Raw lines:
+ + +

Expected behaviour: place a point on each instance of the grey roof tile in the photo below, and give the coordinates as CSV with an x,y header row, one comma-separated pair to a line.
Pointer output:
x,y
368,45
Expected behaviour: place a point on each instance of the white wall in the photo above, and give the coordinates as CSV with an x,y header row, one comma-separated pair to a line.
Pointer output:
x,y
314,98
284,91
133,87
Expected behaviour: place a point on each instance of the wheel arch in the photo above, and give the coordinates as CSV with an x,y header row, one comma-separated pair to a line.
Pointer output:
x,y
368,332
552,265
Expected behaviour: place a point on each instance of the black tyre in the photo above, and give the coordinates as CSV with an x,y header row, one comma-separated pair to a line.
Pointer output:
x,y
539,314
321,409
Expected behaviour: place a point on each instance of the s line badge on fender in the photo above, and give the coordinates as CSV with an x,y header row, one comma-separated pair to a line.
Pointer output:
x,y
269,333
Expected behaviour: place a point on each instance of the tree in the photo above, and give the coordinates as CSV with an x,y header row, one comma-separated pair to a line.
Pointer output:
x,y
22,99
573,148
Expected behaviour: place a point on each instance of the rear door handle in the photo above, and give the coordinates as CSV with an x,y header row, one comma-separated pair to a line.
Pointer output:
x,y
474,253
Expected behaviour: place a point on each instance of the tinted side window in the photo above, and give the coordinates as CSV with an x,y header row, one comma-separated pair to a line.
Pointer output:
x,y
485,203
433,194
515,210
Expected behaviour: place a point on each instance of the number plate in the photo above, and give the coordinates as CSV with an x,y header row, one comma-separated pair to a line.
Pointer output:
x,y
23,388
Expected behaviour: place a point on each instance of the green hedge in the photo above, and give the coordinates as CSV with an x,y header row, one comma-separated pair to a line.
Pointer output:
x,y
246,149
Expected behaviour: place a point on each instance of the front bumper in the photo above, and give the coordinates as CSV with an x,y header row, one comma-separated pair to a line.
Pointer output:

+ + +

What to work on:
Copy out every one of the lines above, changing nothing.

Complete response:
Expected behaviour: place a point on each instance of the grey roof tile in the photo below, and give the coordinates as CSV with an x,y header row, one comma-separated pair to a line.
Pointer output:
x,y
368,45
Expected behaviour: place a point on each instance of the white wall in the photo above, and give the coordinates as CSV with an x,y header row, one comma-separated pair to a line.
Pointer output:
x,y
314,98
284,91
133,87
Expected behaviour: place a point on each instance of the wheel arch in the photo above, and give the coordinates as CSV with an x,y header row, one comma-separated pair to a line.
Pointer output:
x,y
368,332
552,265
Expected behaviour: place a point on each instance of the black tyre in the photo above, and give the coordinates as CSV with an x,y header row, one comma-separated pair to a line.
Pointer output:
x,y
539,314
321,409
Expected behaviour: place a point on each instance of the s line badge on fender in the photo above, and give the coordinates as CSV with an x,y header row, one comma-separated pair to a line.
Pointer output:
x,y
269,333
Expected behaviour: place a point on each instance of the tree in the photo above, and give the coordinates as CSV with an x,y header row, one comma-separated pair to a line.
Pointer output:
x,y
22,99
573,148
Expected behaviour: place a point on each instance of the rear door handle in the photo above, and give the coordinates as CSV with an x,y header row, one comma-separated pair to a line.
Pointer output:
x,y
474,253
Expected behaviour: place a point on each instance of the tinted side window in the photo above, and give the coordinates as CSV with an x,y header row, one comma-separated pair to a line.
Pointer output:
x,y
485,203
433,194
515,210
Expected behaviour: place a point on each instance of the number plate in the photo above, and give the coordinates as CSV with an x,y header row, one comma-separated pair to a line.
Pointer output:
x,y
23,388
Expected behaviour: place a point on each instance of the green hedge in the photo above, and give the coordinates as CSV with an x,y header row, one comma-separated pair to a line.
Pointer output:
x,y
246,149
Expected behaviour: place a point on each instance of the front bumper in the photo above, and give the coordinates as CSV with an x,y header row, one comma-separated pair to a line.
Pointer output:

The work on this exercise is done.